>> Start Passage provided

SAN FRANCISCO, CA.- Gallery Wendi Norris is presenting Erasure, artist Ana Teresa Fernández’ second solo exhibition at the gallery. The artist is exhibiting her latest video, also titled Erasure, the film of a performance she enacted where she carefully painted her own body black until only glimpses of color remain visible. Additionally, she is showing four new paintings produced in her characteristic hyperrealist style, as well as a new sculpture and text installation. One painting depicts a mouth, another shows eyes, another reveals arms, and the last shows the back of a head, all painted on flat black backgrounds. She is exhibiting a new sculpture, a larger than life wooden ladder set atop destabilizing rockers. A text installation describing the act of listening has been embedded into the gallery wall. Together these artworks, each representative of a component of the human body, suggest a political body being torn apart.

The series of works that comprise Erasure derives from the 2014 disappearance of 43 young male students from Ayotzinapa, Mexico, who were presumably killed for staging protests that disrupted their small town. Fernández pays tribute to these people, still missing and unaccounted for, as she confronts us with contemporary stories of censorship, hinting that the lack of justice in the disappearance of the young men is intentional, due to governments who fail to protect or value the individual.

>> End Passage provided
>> Start Extracted information

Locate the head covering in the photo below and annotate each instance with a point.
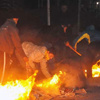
(91, 28)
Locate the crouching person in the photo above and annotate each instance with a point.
(37, 54)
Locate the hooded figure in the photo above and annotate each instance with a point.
(10, 41)
(37, 54)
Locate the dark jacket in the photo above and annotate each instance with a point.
(9, 38)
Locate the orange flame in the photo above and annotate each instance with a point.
(96, 69)
(17, 90)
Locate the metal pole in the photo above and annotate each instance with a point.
(79, 9)
(48, 12)
(38, 3)
(4, 66)
(42, 3)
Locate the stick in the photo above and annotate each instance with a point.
(68, 45)
(4, 65)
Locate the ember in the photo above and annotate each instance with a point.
(96, 69)
(17, 90)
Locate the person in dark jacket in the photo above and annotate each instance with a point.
(92, 53)
(10, 42)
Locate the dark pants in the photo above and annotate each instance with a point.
(91, 56)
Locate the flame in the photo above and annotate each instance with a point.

>> End Extracted information

• **Instruction**
From the passage on the Erasure exhibition, extract the stretch from "The series of" through "value the individual.".

• **The reply**
The series of works that comprise Erasure derives from the 2014 disappearance of 43 young male students from Ayotzinapa, Mexico, who were presumably killed for staging protests that disrupted their small town. Fernández pays tribute to these people, still missing and unaccounted for, as she confronts us with contemporary stories of censorship, hinting that the lack of justice in the disappearance of the young men is intentional, due to governments who fail to protect or value the individual.